# STATED GOAL:
Pull every line of text from the material below and copy it word for word, leaving out the pictures.
━━━ DATA PROVIDED
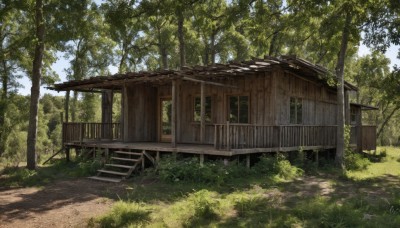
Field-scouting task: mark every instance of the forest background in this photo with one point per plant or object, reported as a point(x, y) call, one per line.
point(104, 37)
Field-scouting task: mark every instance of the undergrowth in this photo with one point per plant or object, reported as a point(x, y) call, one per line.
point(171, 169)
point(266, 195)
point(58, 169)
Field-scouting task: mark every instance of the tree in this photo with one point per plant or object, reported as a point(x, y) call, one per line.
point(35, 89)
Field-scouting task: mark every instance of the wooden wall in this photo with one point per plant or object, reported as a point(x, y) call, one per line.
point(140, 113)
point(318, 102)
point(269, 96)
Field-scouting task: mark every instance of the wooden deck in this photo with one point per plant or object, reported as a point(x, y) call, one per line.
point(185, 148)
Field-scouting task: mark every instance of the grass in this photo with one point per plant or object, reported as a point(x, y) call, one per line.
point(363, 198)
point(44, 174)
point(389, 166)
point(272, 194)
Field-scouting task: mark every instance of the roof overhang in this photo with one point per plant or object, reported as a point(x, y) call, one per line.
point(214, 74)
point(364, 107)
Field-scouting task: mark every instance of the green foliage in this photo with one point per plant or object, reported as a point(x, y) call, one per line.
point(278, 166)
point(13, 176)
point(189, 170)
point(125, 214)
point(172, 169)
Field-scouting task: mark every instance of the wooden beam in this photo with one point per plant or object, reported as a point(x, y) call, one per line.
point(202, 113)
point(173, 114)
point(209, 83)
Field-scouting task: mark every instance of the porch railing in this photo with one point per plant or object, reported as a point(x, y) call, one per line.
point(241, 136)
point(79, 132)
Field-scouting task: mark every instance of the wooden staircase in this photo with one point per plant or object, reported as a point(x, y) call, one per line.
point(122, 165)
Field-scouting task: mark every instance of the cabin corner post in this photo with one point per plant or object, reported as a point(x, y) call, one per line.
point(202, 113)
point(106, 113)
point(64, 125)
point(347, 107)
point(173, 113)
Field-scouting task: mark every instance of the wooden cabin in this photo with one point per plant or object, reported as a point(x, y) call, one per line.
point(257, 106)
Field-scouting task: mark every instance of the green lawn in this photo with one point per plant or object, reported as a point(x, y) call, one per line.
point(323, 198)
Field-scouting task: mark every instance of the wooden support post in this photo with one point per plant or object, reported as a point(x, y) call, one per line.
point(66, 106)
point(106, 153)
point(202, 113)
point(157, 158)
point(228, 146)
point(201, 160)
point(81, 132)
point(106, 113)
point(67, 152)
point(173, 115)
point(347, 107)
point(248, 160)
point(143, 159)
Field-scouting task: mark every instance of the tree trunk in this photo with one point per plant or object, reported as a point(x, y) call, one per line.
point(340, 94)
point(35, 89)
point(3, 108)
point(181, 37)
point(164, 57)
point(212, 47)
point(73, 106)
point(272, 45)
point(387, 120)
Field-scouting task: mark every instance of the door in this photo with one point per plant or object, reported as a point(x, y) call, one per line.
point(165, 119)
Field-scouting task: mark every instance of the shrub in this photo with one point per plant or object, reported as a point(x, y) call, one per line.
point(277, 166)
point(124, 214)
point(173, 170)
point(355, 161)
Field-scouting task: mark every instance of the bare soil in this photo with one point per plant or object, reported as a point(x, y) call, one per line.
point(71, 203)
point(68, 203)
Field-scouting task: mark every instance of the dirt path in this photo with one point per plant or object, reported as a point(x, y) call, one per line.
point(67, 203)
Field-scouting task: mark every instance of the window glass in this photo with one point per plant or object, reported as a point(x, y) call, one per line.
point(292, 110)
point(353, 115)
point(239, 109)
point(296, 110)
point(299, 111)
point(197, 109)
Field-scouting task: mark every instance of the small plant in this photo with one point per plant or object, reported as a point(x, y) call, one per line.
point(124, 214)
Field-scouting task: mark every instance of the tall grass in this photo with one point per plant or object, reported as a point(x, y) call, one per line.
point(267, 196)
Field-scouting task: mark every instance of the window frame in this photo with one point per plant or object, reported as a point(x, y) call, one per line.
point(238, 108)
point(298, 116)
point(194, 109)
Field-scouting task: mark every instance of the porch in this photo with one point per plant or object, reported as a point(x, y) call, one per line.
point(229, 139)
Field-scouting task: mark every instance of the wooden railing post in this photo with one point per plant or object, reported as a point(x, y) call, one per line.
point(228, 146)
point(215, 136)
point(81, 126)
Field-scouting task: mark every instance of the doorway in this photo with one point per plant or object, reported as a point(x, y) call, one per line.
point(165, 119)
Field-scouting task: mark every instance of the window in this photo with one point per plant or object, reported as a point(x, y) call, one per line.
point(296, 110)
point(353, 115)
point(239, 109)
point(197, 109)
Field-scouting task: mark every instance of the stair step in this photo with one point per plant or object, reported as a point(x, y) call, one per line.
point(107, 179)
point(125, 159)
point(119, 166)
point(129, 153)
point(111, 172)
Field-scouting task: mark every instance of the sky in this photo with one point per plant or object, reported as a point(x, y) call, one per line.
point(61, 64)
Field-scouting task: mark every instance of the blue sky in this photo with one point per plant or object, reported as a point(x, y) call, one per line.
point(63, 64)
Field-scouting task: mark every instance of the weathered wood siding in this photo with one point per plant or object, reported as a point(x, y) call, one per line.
━━━━━━
# RESPONSE:
Field-scouting task: mark every instance of the forest background in this photo with one point per plant or object, reported as a point(x, y) call, one per line.
point(104, 37)
Field-scouting task: mark every instance of the undergrowth in this photo with one point per plant or object, reported as a point(x, y) call, one per line.
point(171, 169)
point(266, 195)
point(58, 169)
Field-scouting task: mark every instance of the tree in this photo with one point per plant or object, reported as a point(x, y) call, one per line.
point(35, 89)
Field-scouting task: mark every instance of the wooden wall in this photo with one point per plant or object, reported as a point(x, y) call, one per line.
point(140, 113)
point(318, 102)
point(269, 96)
Field-scouting task: mark every instance of the wooden deck in this photo with one point per plant or object, reported as a point(x, y) call, one per line.
point(185, 148)
Field-scouting task: mark every instance of the grass in this photo with one point per plant or object, reported as a point(x, y) call, one per line.
point(363, 198)
point(44, 174)
point(389, 166)
point(272, 194)
Field-scouting task: mark every instance of the roof overhang in this photo with one point per plant or object, reported as a point(x, y) call, one per line.
point(214, 74)
point(364, 107)
Field-scouting task: mark every instance of the green foliage in this photo with one point per plant or object, reported as a point(x, y) call, one per line.
point(278, 166)
point(13, 176)
point(189, 170)
point(125, 214)
point(172, 169)
Field-scouting task: mark every instance of the wooden beam in this photo with one point per plant or object, reported as a point(x, y) call, one per line.
point(202, 113)
point(173, 114)
point(209, 83)
Field-scouting task: mark every instance of the porch railing in this photo with one point per plant or object, reported as a point(x, y) call, one per line.
point(241, 136)
point(79, 132)
Field-scouting task: mark every instance of the wooden staircase in this photo with one point per plant or object, reported as a point(x, y) call, one per line.
point(122, 165)
Field-scouting task: mark every instance of the cabin corner post in this photo with one point per plant or object, reported as a point(x, y) call, one per line.
point(202, 113)
point(106, 113)
point(64, 125)
point(347, 107)
point(173, 113)
Field-scouting task: mark every instance of the wooden cabin in this photo with one point per plant or object, reported as a point(x, y) call, one per line.
point(257, 106)
Field-scouting task: mark every instance of the green lawn in this photo with one point per plant or object, reported as a point(x, y) call, one per line.
point(323, 198)
Field-scouting task: mark every instance of the wooden support post in this photo with one point per plant or object, reported as a point(x, y) call, one per line.
point(66, 106)
point(106, 153)
point(202, 113)
point(157, 158)
point(228, 146)
point(201, 160)
point(81, 132)
point(106, 113)
point(67, 152)
point(173, 115)
point(347, 107)
point(248, 160)
point(143, 159)
Field-scouting task: mark every instance of the tree trunk in this photo with one point per plant or object, reported as a point(x, y) call, one per line.
point(340, 94)
point(35, 89)
point(3, 108)
point(181, 37)
point(164, 57)
point(212, 47)
point(73, 106)
point(272, 45)
point(387, 120)
Field-scouting task: mark every instance of the door in this photo with one point per plant or object, reported as a point(x, y) call, one per line.
point(165, 119)
Field-scouting task: mark every instance of the shrub in this photo with one point per plant or object, reported as a point(x, y) call, one per line.
point(277, 166)
point(124, 214)
point(173, 170)
point(355, 161)
Field-scouting task: mark every instance of the bare soil in this photo with one point per plant or object, reported as a point(x, y) call, one per line.
point(71, 203)
point(68, 203)
Field-scouting task: mark every instance of the dirt path in this photo with one point per plant or object, reported as a point(x, y) call, one per line.
point(67, 203)
Field-scouting task: mark every instance of the window glass in this photo with one point per plant or object, reported as a point(x, y) call, one per line.
point(292, 110)
point(353, 115)
point(239, 109)
point(296, 110)
point(299, 111)
point(197, 109)
Field-scouting task: mark every instance of the small plant in this photo with one point per plant or object, reported as a point(x, y) call, one per line.
point(124, 214)
Field-scouting task: mark every instance of the tall grass in this photo with one point per plant or object, reported as a point(x, y) call, one per line.
point(267, 196)
Field-scouting task: mark every instance of the window frame in this photo with one point per plant or object, reported as a point(x, y) call, one per line.
point(238, 108)
point(298, 116)
point(194, 109)
Field-scouting task: mark every instance of the porch in this photo with one point per plant or object, reported as a point(x, y) call, one per line.
point(229, 139)
Field-scouting task: mark every instance of the wooden railing post in this photo with one point per plant or object, reported as a point(x, y) call, one per line.
point(228, 146)
point(215, 136)
point(81, 126)
Field-scouting task: mark every instance of the doorway in this photo with one point per plant or object, reported as a point(x, y) call, one per line.
point(165, 119)
Field-scouting task: mark every instance of the window in this photo with one point per plant or object, reported as a point(x, y) call, one per line.
point(296, 110)
point(353, 115)
point(239, 109)
point(197, 109)
Field-scouting task: mark every instance of the stair step in this photo with one point per plant or object, reported as a point(x, y) call, one per line.
point(107, 179)
point(125, 159)
point(119, 166)
point(129, 153)
point(111, 172)
Field-scouting task: mark every instance of the sky in this photo with one point per plant or object, reported as a point(x, y) call, one per line.
point(61, 64)
Field-scouting task: mark every instance of the blue sky in this photo with one point per plant or object, reported as a point(x, y) call, one per line.
point(63, 64)
Field-scouting task: mark every instance of the weathered wood siding in this photo with one point per plant or object, reported as a point(x, y) call, one per line.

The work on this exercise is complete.